— Metin Bölümü —
|---|

Her insan, nasıl güzel kurgulanmış bir film izlerken ya da akıcı bir kitap okurken çevresinde olup biteni göremeyebiliyorsa, oyun reklamda ki hikâye dünyasına da taşınmak hangi yaşta olursa olsun birey için eğlenceli, sınırsız bir tecrübedir, ayrıca oyuncu, özdeşleşme, yani insanın duygusal yönden özünü diğer kişi ya da grupla birleştirmesi yoluyla, fark etmeden o hikâyenin baş rolü oluvermektedir (Şener, 2015; 119; Güler, 1989: 171). Durum böyle olunca, kişi baş rol oynadığı bu hikayeye zarar vermemek için gelen iletiye negatif tutum sergilememekte ve karşıtı olmak istememektedir. İnsanoğlunun hayvanlarla olan etkileşimi düşünüldüğünde, bu mesajlar, oyuncular, özellikle çocuk oyuncular üzerinde sevimlilik, heyecan, başarı algısı yaratabilecek düzeyde antropomorfizm yüklenmiş hayvan figürleri tarafından verildiğinde daha çabuk kabul edilir bir hal almaktadır, çünkü temsiller güzel duyguları markaya, ürüne yüklemektedir. Ayrıca kahraman balık, okula giden panda, muzip kedi gibi antropomorfik hayvanlar, duygusal çatışmalar, endişeler için kısmen daha tarafsız bir ortam yaratmaktadır (Serpell, 1999: 92).

|---|

— Satırlar —
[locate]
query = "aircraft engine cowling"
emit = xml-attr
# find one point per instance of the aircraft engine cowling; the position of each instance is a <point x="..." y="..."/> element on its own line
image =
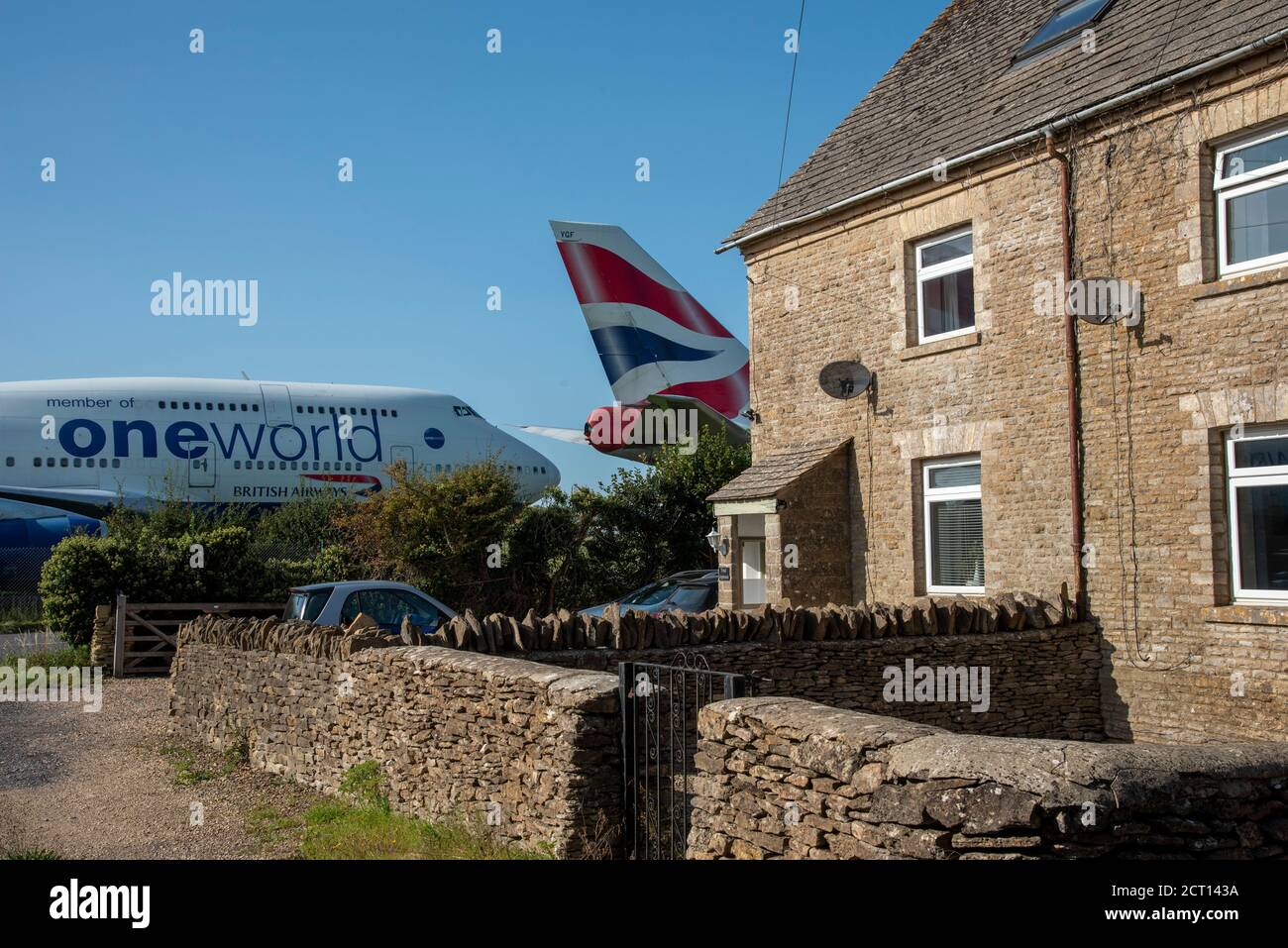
<point x="608" y="429"/>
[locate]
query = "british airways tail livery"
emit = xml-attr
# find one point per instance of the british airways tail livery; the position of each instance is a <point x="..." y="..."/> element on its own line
<point x="81" y="446"/>
<point x="657" y="344"/>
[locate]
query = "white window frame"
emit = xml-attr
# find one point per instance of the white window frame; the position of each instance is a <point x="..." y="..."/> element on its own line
<point x="1236" y="185"/>
<point x="1249" y="476"/>
<point x="943" y="269"/>
<point x="932" y="494"/>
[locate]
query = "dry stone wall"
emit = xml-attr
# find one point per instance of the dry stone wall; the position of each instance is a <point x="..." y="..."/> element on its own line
<point x="497" y="633"/>
<point x="1039" y="683"/>
<point x="787" y="779"/>
<point x="529" y="749"/>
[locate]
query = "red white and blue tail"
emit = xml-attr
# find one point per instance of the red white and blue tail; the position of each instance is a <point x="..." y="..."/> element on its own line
<point x="652" y="337"/>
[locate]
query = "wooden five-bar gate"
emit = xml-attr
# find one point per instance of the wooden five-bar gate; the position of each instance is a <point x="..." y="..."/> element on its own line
<point x="147" y="633"/>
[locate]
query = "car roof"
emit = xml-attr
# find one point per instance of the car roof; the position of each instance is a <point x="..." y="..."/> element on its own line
<point x="694" y="575"/>
<point x="351" y="584"/>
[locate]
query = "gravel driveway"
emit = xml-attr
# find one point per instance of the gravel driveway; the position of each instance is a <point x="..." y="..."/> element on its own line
<point x="104" y="785"/>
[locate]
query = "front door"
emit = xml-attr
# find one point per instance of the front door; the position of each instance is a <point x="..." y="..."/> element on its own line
<point x="752" y="572"/>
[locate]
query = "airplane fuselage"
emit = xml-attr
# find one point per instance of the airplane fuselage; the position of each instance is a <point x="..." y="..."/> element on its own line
<point x="78" y="445"/>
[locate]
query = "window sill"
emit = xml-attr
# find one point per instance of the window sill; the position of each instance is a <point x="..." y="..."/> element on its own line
<point x="938" y="346"/>
<point x="1250" y="281"/>
<point x="1247" y="614"/>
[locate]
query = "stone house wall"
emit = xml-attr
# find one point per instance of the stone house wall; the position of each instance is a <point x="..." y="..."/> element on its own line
<point x="1183" y="662"/>
<point x="787" y="779"/>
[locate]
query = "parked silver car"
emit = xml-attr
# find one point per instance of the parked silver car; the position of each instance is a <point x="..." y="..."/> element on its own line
<point x="339" y="603"/>
<point x="694" y="590"/>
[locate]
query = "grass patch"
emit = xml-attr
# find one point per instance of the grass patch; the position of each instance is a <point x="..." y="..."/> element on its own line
<point x="364" y="827"/>
<point x="340" y="831"/>
<point x="270" y="827"/>
<point x="20" y="618"/>
<point x="65" y="657"/>
<point x="188" y="769"/>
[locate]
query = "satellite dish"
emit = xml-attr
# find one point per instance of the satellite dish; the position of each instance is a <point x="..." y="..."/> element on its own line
<point x="844" y="378"/>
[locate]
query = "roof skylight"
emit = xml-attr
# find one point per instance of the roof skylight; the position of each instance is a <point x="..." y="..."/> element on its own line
<point x="1068" y="20"/>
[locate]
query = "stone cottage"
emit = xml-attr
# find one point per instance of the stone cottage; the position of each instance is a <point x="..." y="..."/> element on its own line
<point x="1050" y="253"/>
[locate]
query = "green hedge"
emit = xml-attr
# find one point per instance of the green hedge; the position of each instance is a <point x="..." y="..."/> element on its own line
<point x="84" y="572"/>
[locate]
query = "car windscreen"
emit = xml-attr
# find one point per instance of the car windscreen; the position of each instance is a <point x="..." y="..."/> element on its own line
<point x="651" y="595"/>
<point x="694" y="597"/>
<point x="307" y="604"/>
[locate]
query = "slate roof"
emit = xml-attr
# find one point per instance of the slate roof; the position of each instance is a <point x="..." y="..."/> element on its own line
<point x="956" y="90"/>
<point x="765" y="478"/>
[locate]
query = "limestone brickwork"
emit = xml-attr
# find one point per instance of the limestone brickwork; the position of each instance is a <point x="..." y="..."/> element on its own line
<point x="1183" y="662"/>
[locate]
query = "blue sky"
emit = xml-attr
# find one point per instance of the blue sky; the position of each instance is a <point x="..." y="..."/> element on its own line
<point x="223" y="165"/>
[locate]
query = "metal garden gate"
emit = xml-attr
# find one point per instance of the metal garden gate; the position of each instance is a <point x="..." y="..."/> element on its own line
<point x="660" y="734"/>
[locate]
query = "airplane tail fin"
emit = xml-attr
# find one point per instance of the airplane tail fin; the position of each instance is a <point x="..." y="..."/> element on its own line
<point x="652" y="337"/>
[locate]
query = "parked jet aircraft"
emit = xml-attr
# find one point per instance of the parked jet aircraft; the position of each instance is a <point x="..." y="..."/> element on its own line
<point x="658" y="347"/>
<point x="78" y="446"/>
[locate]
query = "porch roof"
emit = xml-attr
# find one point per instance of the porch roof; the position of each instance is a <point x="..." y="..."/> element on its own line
<point x="768" y="476"/>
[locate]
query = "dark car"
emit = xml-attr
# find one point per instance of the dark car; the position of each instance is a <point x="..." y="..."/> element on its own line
<point x="694" y="590"/>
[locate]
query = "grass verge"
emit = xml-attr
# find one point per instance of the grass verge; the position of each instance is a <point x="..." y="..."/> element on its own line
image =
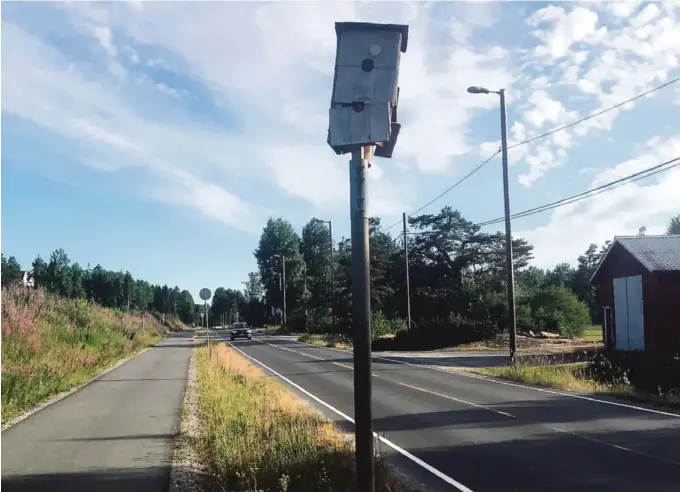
<point x="332" y="341"/>
<point x="257" y="436"/>
<point x="51" y="344"/>
<point x="574" y="377"/>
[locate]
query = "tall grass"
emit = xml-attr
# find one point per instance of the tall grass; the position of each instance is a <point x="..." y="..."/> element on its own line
<point x="51" y="344"/>
<point x="257" y="436"/>
<point x="578" y="376"/>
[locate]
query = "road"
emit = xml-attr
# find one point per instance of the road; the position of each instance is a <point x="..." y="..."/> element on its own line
<point x="116" y="434"/>
<point x="461" y="432"/>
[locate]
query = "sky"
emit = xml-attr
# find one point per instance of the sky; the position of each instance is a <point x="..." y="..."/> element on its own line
<point x="158" y="137"/>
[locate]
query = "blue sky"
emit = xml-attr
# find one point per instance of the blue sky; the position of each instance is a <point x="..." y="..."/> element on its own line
<point x="158" y="137"/>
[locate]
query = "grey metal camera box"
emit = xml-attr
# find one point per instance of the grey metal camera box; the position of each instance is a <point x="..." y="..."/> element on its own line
<point x="365" y="86"/>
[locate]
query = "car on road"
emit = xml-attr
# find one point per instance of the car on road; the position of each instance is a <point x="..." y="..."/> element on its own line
<point x="241" y="330"/>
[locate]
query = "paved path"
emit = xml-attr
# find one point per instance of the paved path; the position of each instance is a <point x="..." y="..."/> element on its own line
<point x="490" y="436"/>
<point x="116" y="434"/>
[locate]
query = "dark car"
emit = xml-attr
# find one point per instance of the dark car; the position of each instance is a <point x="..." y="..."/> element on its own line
<point x="241" y="330"/>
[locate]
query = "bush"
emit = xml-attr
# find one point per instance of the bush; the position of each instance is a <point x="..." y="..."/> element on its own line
<point x="438" y="333"/>
<point x="655" y="373"/>
<point x="557" y="309"/>
<point x="256" y="436"/>
<point x="50" y="344"/>
<point x="381" y="326"/>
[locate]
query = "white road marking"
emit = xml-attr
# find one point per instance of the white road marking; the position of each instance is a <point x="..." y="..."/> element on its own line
<point x="563" y="431"/>
<point x="456" y="399"/>
<point x="459" y="486"/>
<point x="615" y="446"/>
<point x="508" y="383"/>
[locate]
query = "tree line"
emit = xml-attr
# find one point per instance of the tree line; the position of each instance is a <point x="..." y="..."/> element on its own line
<point x="120" y="290"/>
<point x="112" y="289"/>
<point x="457" y="281"/>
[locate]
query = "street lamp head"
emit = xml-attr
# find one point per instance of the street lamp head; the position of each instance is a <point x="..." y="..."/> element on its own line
<point x="478" y="90"/>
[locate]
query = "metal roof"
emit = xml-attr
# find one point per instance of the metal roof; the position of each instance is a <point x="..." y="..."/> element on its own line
<point x="341" y="27"/>
<point x="655" y="253"/>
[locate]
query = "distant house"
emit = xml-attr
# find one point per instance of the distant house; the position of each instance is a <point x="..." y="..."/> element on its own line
<point x="27" y="279"/>
<point x="637" y="283"/>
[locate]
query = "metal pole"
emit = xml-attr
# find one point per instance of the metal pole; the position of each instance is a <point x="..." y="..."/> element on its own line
<point x="305" y="299"/>
<point x="408" y="286"/>
<point x="512" y="322"/>
<point x="361" y="321"/>
<point x="283" y="268"/>
<point x="330" y="231"/>
<point x="205" y="314"/>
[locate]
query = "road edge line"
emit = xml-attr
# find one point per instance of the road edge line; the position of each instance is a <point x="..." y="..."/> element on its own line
<point x="459" y="486"/>
<point x="64" y="394"/>
<point x="507" y="383"/>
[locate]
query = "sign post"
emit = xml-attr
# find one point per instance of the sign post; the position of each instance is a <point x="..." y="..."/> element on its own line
<point x="363" y="119"/>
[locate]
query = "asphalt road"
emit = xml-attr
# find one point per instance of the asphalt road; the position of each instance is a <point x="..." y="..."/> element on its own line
<point x="485" y="435"/>
<point x="116" y="434"/>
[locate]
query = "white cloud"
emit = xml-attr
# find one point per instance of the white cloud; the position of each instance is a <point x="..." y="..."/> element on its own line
<point x="566" y="29"/>
<point x="622" y="60"/>
<point x="42" y="89"/>
<point x="620" y="211"/>
<point x="103" y="35"/>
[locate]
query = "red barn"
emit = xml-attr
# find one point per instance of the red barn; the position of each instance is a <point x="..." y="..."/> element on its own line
<point x="637" y="283"/>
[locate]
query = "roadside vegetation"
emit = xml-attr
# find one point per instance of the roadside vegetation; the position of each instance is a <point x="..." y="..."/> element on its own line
<point x="51" y="344"/>
<point x="257" y="436"/>
<point x="636" y="377"/>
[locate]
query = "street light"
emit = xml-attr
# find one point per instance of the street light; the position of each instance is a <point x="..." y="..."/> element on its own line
<point x="332" y="270"/>
<point x="508" y="232"/>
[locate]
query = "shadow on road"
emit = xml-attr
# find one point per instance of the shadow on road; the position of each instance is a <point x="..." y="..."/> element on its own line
<point x="129" y="480"/>
<point x="529" y="460"/>
<point x="164" y="437"/>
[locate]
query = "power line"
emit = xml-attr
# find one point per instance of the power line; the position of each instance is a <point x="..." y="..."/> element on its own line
<point x="532" y="139"/>
<point x="546" y="134"/>
<point x="460" y="181"/>
<point x="646" y="173"/>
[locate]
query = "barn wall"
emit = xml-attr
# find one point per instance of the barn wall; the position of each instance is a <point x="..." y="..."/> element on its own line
<point x="662" y="311"/>
<point x="619" y="263"/>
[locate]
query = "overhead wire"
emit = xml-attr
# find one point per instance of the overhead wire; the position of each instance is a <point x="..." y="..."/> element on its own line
<point x="532" y="139"/>
<point x="646" y="173"/>
<point x="612" y="185"/>
<point x="593" y="115"/>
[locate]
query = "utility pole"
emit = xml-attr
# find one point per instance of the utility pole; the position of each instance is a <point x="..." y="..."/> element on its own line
<point x="330" y="232"/>
<point x="304" y="297"/>
<point x="361" y="320"/>
<point x="283" y="270"/>
<point x="408" y="283"/>
<point x="282" y="280"/>
<point x="512" y="321"/>
<point x="512" y="318"/>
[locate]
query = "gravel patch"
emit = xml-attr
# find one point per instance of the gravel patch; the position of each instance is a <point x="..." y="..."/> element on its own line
<point x="60" y="396"/>
<point x="188" y="473"/>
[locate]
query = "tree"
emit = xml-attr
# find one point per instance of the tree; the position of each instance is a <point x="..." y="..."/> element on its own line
<point x="11" y="270"/>
<point x="278" y="242"/>
<point x="316" y="254"/>
<point x="59" y="274"/>
<point x="39" y="268"/>
<point x="557" y="309"/>
<point x="674" y="225"/>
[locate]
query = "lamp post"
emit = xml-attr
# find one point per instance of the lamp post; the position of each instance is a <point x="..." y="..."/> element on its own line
<point x="283" y="280"/>
<point x="512" y="328"/>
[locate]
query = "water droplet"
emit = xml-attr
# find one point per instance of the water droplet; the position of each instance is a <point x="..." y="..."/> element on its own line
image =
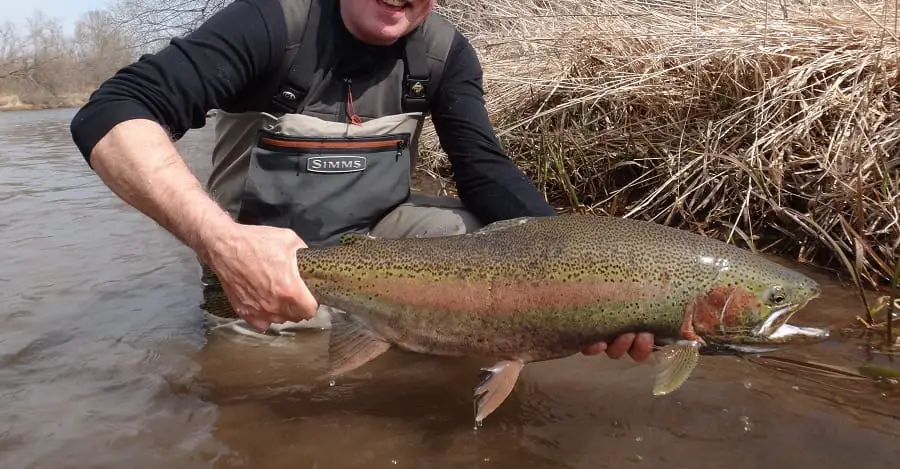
<point x="748" y="425"/>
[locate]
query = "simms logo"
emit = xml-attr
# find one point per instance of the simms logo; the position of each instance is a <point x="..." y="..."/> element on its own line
<point x="336" y="164"/>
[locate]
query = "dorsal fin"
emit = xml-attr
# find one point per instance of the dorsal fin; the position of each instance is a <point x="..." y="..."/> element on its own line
<point x="503" y="225"/>
<point x="353" y="238"/>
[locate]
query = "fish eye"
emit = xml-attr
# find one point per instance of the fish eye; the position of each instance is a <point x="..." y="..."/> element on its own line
<point x="776" y="295"/>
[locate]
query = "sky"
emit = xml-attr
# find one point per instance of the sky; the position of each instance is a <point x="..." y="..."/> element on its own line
<point x="67" y="11"/>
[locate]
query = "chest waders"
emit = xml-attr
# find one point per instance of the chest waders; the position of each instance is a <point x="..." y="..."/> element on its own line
<point x="341" y="155"/>
<point x="332" y="155"/>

|---|

— Soru —
Metin bölümüne göre kahraman balık, okula giden panda ve muzip kedi gibi antropomorfik hayvanlar ne için kısmen daha tarafsız bir ortam yaratır?

— Yanıt —
Duygusal çatışmalar ve endişeler için.